Find the line below with "Each instance of the tree" and the line with "Each instance of the forest". Output exactly those lines and everything between them, leaving out the pictures.

PROVIDED DATA:
____

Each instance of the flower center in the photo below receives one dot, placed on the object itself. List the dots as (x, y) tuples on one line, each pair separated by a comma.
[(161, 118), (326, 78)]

____

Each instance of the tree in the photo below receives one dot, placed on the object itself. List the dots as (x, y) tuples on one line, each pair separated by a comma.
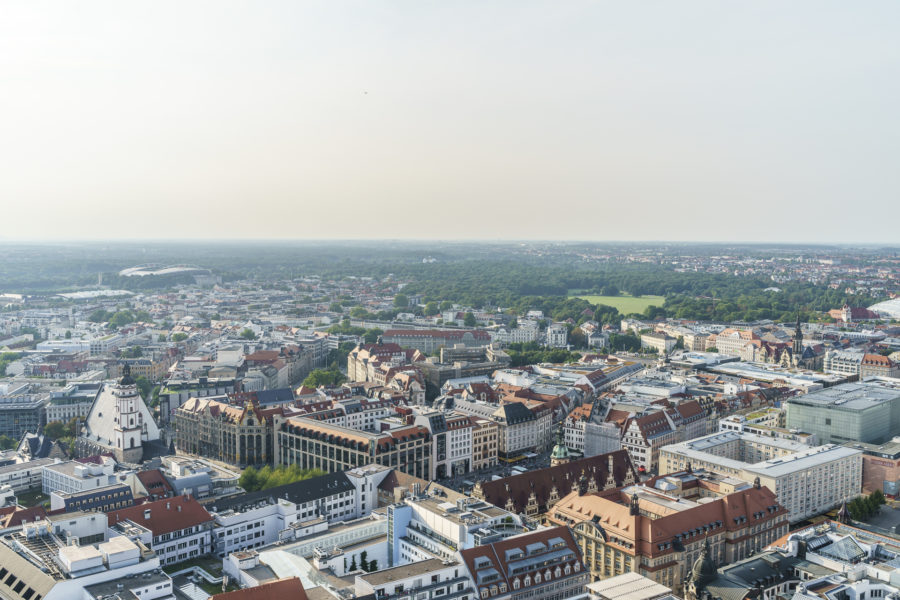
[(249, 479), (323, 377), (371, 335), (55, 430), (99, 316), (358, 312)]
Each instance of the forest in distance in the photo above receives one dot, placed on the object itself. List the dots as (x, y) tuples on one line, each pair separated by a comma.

____

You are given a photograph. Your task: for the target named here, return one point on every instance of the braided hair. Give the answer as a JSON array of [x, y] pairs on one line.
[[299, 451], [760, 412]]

____

OUTPUT BELOW:
Each instance of the tree in the photo below receives one dot, placed on the object itself. List the dots as (x, y) tuples on one line, each pair separated by a comma.
[(249, 479), (323, 377), (371, 335), (55, 430), (99, 316), (358, 312)]
Each instance of the forest in distance in the photo above receives one dot, placed on the object itself. List the dots as (x, y) tuples on one line, each pair separated by a comma.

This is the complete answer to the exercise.